- What is required: Filter this listing down to the lines that contain the word "tall", and copy them.
++++ Records to use ++++
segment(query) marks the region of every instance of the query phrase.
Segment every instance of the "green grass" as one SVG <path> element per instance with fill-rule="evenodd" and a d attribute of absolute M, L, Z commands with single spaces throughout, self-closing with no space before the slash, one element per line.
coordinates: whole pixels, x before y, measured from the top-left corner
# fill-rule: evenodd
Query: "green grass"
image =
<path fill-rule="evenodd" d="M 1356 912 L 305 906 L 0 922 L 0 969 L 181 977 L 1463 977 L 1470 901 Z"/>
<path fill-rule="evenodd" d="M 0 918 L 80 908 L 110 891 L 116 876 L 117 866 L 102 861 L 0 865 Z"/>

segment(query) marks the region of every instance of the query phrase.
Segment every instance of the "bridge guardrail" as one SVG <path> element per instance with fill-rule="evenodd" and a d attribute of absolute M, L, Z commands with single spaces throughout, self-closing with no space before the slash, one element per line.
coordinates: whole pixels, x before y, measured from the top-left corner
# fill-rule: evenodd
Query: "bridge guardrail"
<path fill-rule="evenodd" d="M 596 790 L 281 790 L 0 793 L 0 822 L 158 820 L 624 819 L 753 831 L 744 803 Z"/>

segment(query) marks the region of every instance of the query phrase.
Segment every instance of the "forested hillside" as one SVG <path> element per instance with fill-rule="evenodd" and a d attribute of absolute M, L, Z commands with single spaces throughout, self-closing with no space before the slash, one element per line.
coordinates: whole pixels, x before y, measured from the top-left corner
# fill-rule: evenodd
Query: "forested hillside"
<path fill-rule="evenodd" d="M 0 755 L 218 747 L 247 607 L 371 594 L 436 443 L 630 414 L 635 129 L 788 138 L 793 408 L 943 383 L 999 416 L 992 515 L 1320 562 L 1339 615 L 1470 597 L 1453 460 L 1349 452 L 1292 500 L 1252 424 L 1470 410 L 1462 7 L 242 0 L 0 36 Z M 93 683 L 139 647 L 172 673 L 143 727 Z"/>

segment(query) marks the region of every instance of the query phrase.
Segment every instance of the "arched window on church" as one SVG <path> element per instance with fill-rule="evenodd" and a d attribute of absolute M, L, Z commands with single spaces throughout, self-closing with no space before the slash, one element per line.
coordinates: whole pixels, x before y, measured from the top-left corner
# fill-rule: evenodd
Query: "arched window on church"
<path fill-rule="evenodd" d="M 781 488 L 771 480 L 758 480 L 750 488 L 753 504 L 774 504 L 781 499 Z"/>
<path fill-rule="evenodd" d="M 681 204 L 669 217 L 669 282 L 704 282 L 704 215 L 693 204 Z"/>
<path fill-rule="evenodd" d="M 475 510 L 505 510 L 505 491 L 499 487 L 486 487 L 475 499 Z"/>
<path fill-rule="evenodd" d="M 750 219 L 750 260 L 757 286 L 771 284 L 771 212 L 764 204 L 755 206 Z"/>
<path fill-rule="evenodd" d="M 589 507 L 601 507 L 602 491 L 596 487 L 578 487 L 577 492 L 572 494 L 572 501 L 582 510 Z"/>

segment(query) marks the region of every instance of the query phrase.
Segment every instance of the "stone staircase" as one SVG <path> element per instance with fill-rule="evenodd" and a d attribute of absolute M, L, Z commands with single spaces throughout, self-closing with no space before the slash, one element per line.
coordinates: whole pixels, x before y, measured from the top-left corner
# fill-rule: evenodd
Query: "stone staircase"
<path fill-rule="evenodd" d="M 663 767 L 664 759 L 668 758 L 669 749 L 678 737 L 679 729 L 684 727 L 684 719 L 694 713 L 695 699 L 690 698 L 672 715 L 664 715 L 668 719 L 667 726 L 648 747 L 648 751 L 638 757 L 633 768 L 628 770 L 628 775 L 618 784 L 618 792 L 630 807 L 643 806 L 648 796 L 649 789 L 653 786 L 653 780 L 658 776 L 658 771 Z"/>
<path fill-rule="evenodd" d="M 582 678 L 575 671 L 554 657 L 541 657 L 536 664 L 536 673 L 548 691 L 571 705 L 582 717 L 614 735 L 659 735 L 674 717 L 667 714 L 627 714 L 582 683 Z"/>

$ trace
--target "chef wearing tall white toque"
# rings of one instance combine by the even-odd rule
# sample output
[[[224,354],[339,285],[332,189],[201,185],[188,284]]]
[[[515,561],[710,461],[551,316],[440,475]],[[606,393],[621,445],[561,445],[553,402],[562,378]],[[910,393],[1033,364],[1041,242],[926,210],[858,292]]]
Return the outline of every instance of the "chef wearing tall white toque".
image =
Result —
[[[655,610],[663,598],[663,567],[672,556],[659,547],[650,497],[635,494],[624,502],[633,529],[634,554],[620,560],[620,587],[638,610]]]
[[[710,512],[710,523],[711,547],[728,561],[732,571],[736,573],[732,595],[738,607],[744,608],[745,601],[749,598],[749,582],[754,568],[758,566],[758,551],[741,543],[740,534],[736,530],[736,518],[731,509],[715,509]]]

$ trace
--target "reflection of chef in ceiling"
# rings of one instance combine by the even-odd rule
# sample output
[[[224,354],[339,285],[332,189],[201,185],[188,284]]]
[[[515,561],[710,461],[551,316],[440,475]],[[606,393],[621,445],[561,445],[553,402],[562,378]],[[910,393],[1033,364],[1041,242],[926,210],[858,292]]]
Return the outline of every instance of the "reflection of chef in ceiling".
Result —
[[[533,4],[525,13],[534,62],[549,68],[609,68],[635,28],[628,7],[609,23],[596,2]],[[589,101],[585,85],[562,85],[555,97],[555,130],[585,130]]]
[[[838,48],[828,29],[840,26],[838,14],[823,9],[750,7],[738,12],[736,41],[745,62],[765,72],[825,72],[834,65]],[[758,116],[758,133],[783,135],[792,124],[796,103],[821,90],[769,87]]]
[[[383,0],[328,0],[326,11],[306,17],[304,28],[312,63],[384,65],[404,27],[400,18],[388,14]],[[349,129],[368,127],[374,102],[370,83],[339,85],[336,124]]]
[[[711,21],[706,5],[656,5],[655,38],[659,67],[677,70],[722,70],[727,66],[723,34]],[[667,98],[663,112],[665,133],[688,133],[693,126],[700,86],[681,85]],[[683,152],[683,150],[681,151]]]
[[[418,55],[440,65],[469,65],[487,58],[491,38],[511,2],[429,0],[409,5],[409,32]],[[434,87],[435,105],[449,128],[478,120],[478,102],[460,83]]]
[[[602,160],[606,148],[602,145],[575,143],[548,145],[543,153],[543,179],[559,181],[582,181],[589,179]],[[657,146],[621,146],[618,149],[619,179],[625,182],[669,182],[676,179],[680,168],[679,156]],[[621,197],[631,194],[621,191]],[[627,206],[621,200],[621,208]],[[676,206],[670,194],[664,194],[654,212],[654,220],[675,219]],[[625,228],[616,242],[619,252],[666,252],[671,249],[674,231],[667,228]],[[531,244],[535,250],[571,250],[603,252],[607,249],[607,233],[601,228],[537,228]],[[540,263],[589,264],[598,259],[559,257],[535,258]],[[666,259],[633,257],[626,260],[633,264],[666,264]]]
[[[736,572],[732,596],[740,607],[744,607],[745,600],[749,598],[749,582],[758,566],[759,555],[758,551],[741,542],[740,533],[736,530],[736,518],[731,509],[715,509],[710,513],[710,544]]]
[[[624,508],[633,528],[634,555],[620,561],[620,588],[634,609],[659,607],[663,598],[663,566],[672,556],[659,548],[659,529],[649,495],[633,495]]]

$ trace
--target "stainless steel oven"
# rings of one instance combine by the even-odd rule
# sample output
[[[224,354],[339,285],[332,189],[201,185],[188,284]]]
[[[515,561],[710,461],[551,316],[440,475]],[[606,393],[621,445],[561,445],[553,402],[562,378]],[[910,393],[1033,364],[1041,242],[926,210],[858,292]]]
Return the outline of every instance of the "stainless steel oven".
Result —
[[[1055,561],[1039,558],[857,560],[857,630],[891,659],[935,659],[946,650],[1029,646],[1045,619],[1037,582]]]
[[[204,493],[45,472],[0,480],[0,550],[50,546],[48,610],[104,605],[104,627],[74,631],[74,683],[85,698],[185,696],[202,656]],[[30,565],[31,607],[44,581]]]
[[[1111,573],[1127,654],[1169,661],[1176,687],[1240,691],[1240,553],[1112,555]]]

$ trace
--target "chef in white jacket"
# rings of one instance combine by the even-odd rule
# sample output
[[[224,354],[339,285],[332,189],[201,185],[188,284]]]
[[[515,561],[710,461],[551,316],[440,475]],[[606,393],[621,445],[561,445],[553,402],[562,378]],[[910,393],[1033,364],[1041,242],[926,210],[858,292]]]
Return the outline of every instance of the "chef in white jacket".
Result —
++++
- Result:
--target "chef wearing tall white toque"
Return the outline of every instance of the "chef wearing tall white toque".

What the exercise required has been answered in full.